### SOURCE MATERIAL
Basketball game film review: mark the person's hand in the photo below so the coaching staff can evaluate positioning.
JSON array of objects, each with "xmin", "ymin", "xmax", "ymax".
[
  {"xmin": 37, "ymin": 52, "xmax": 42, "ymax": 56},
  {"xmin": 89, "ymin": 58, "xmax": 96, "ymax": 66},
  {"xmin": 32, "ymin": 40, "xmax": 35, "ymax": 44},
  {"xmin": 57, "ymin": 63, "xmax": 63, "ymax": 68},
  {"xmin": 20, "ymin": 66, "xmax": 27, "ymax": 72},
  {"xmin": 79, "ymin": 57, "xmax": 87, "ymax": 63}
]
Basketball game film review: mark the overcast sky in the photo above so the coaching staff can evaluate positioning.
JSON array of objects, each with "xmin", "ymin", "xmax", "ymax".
######
> **WHAT YOU SHOULD DO**
Take the records above and write each one out again exactly.

> **SOLUTION TO THIS PROBLEM**
Basketball game film review: mark the person's hand in the photo below so the coaching staff can evaluate positioning.
JSON array of objects, each with "xmin", "ymin", "xmax", "ymax".
[
  {"xmin": 37, "ymin": 52, "xmax": 42, "ymax": 56},
  {"xmin": 89, "ymin": 58, "xmax": 96, "ymax": 66},
  {"xmin": 32, "ymin": 40, "xmax": 35, "ymax": 44},
  {"xmin": 57, "ymin": 63, "xmax": 63, "ymax": 68},
  {"xmin": 20, "ymin": 66, "xmax": 27, "ymax": 72},
  {"xmin": 79, "ymin": 57, "xmax": 87, "ymax": 63}
]
Basketball game film review: mark the overcast sky in the photo above so the coaching staff can evaluate positioning.
JSON array of objects, each with "xmin", "ymin", "xmax", "ymax".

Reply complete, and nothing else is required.